═════ GIVEN INFORMATION ═════
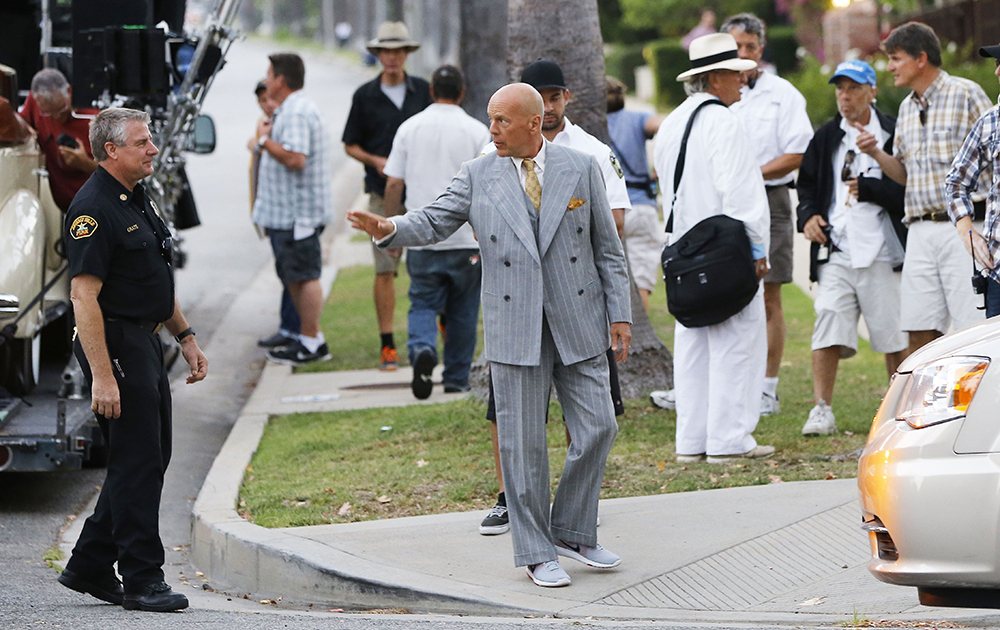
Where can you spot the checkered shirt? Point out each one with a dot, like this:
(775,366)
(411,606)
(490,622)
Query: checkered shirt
(952,106)
(305,197)
(980,155)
═════
◆ **GOAL**
Revise the lines above so that "checkered shirt" becomes "plaid shirt" wherever it occurs, leaving all other text unchanged. Omit the pictures from your answer.

◆ **EXERCISE ANSWER**
Where can you spot the plaid shirt? Point out each one with a dot, like this:
(775,366)
(411,606)
(490,622)
Query: plaid shirt
(952,106)
(305,197)
(980,155)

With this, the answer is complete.